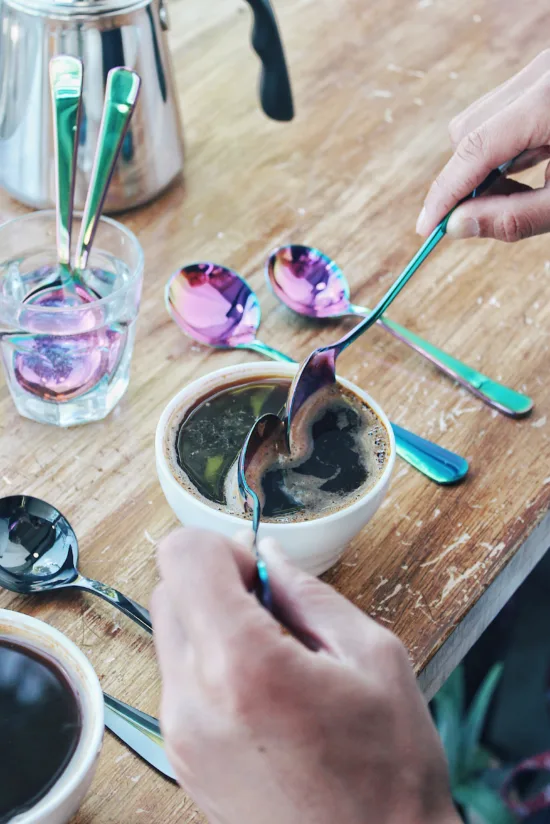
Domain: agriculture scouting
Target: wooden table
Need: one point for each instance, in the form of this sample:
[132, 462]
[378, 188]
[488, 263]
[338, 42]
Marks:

--

[Assignment]: Since the pictures are not wanted, set down only the rest of each record, exactly as above.

[Solution to the exercise]:
Domain: agriculture scouting
Target: wooden table
Need: one point for each instance, in the form of this sample:
[132, 462]
[378, 188]
[488, 263]
[338, 42]
Marks:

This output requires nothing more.